Un coup d’œil en arrière... les débuts, l'humain

Beaucoup de souvenirs, de ces années passées. Un début en tenue, forcément formateur. Et très rapidement, je me suis tourné vers l'investigation. D'abord au sein d'un commissariat, pour traiter le judiciaire "local". Et plus particulièrement les violences aux personnes, intra-familiales, notamment. Et l'on touche à l'humain. Ce qu'il fait de pire, finalement. On y croise ces femmes, nombreuses, violentées; ça commence par des violences verbales... avant que cela ne se transforme en une "petite" gifle... et puis cela empire. Arrive un moment où elles déposent plainte, trouvent le courage. Et puis... elles renoncent. Par peur. Pour soi. Pour leur enfant. Du vide. Par espoir, un peu... elles retirent leur plainte. Cela se calme... le temps d'une lune de miel. Et tout doucement ça repart... Je pense uqe cela n'a pas beaucoup changé aujourd'hui, mais la difficulté, fin des années 90, résidait dans les solutions de déménagement à très court terme. Oui, quitter le domicile; Mais pour aller ou? Formateur, aussi...

Et puis, j'ai tenté ma chance au niveau départemental. On monte d'un cran dans l'importance des affaires que l'on nous soumet.J'y découvre le travail de groupe. J'essaye de trouver une utilité. Je continue à traiter l'humain, puisque je fais partie d'un groupe dit "criminel"; uqi traite à la fois les homicides et tentatives, mais aussi les viols. Le pire du pire... enfin, je le croyais.

J'ai en tête ma première astreinte criminelle. Je suis appelé. pour un homicide. Une femme, retrouvée morte à son domicile, lardée de plusieurs coups de couteau. Nous sommes deux policiers d'astreinte. C'est ma 1ère, je l'ai dit. Mais aussi celle du substitut du Procureur. Je le dis souvent, l'enquête judiciaire, ce sont quelques pasages obligés, mais surtout du bon sens, de la logique. On avance, pas à pas, du général au particulier.

[Exercices]
[A] Mets à jour le passage de l'extrait qui commence par « Et puis, j'ai » et s'arrête après « je le croyais. », en remplaçant « départemental » par « régional ».
[B] D'après l'extrait, quelles affaires traite le groupe dit « criminel » ?

[Lignes brutes]
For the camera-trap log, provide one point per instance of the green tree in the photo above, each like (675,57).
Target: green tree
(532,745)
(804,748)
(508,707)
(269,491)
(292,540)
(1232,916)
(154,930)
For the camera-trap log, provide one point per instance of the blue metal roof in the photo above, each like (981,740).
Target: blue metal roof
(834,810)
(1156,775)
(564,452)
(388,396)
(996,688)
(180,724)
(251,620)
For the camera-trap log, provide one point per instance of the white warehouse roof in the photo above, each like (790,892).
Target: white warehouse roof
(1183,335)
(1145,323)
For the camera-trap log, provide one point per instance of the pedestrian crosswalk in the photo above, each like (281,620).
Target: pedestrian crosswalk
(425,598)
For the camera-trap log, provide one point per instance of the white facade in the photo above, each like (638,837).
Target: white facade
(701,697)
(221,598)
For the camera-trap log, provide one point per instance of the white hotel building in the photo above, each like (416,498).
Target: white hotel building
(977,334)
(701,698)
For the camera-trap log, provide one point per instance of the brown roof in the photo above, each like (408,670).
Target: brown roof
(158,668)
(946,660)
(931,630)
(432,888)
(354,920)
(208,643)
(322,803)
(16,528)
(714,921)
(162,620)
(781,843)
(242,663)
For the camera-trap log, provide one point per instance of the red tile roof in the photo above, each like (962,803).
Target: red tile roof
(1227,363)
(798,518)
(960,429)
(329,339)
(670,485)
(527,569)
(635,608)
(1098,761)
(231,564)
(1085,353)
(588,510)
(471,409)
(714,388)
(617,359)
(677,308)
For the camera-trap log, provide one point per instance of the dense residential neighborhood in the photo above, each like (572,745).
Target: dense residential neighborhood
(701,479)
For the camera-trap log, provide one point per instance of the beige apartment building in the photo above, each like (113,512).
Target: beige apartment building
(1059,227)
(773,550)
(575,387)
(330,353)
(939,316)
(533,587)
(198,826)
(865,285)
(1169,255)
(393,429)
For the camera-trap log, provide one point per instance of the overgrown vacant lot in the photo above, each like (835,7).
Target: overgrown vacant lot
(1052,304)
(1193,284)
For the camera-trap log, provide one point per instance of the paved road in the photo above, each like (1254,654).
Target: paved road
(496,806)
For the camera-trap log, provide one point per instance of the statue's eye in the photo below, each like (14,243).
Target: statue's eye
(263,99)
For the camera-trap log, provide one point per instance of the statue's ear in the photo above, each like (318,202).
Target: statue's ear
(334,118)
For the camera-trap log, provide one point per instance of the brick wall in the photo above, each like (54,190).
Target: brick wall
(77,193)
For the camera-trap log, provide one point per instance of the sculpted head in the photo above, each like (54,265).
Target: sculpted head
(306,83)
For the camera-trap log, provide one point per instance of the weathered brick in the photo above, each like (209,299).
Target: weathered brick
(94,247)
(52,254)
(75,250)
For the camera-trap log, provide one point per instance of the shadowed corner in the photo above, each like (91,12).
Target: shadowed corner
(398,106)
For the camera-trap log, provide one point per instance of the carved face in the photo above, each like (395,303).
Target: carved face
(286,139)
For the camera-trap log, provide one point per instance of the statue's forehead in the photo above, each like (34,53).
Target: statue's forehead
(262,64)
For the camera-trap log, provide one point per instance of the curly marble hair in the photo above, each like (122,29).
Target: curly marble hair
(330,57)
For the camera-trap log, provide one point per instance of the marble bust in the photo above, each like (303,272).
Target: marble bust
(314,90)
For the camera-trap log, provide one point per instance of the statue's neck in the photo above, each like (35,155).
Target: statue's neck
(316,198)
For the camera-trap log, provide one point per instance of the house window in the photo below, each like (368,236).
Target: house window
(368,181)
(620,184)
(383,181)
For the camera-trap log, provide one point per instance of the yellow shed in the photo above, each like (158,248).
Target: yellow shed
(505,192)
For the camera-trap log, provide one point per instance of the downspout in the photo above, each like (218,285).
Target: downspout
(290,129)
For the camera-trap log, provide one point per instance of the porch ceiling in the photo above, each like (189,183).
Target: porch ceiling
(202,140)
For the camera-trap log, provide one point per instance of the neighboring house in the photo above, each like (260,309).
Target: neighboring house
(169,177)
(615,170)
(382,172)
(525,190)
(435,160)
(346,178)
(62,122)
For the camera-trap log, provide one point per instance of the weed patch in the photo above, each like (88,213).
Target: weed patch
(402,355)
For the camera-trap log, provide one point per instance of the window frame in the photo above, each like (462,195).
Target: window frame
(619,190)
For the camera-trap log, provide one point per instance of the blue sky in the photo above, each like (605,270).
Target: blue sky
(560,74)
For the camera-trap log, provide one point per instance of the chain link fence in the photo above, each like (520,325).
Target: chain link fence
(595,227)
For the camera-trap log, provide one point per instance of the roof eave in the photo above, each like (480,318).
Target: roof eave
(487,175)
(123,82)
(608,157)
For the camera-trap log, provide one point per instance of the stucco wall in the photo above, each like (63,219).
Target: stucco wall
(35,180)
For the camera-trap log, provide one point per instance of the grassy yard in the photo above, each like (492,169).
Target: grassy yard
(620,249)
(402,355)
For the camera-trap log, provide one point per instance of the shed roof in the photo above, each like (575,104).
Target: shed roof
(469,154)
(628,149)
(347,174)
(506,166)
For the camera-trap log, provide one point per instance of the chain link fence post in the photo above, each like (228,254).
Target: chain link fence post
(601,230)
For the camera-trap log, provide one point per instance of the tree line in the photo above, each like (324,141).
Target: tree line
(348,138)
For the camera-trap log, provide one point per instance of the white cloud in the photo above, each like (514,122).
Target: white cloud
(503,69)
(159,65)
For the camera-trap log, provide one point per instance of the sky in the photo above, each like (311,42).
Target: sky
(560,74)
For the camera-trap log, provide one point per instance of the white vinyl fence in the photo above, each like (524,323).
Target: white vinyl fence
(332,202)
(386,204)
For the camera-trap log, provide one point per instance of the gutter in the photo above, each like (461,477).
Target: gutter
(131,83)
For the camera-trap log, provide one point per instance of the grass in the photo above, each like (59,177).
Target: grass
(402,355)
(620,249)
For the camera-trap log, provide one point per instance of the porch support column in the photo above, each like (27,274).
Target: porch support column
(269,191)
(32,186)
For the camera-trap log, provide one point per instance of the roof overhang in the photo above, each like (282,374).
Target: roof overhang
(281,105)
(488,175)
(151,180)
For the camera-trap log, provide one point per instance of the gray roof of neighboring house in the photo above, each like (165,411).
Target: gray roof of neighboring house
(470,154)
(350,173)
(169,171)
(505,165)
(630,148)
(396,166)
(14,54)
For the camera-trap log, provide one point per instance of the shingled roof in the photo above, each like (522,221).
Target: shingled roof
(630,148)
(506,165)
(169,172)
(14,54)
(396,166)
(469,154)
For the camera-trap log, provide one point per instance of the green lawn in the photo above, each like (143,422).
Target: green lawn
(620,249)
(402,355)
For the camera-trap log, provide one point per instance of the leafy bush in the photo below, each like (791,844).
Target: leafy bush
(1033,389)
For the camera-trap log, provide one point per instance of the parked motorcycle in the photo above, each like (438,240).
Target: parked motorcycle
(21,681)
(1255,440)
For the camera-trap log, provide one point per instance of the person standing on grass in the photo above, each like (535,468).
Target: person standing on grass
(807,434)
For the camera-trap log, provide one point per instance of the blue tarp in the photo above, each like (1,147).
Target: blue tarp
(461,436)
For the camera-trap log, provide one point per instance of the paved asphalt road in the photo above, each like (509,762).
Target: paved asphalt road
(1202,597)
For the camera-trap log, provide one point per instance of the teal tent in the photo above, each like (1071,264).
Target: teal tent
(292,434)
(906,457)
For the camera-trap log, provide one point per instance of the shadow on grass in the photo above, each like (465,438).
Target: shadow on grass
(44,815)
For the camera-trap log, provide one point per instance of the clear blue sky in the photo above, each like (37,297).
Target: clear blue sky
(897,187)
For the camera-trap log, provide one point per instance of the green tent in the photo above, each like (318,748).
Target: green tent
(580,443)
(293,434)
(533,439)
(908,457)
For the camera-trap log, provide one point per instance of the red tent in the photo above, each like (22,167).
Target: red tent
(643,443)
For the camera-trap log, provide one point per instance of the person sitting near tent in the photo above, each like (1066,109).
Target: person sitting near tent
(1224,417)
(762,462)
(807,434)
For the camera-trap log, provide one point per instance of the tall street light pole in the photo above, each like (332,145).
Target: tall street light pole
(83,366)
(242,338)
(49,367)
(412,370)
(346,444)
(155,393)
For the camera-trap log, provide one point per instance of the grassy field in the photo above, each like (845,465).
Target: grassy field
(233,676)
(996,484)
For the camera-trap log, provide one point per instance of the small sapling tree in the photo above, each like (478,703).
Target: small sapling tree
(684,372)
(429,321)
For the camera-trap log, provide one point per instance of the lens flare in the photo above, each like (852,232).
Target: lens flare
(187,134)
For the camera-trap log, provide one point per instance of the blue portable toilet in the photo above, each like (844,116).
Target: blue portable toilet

[Réponses aux exercices]
[A]
Et puis, j'ai tenté ma chance au niveau régional. On monte d'un cran dans l'importance des affaires que l'on nous soumet.J'y découvre le travail de groupe. J'essaye de trouver une utilité. Je continue à traiter l'humain, puisque je fais partie d'un groupe dit "criminel"; uqi traite à la fois les homicides et tentatives, mais aussi les viols. Le pire du pire... enfin, je le croyais.

[B] Les homicides et tentatives, mais aussi les viols.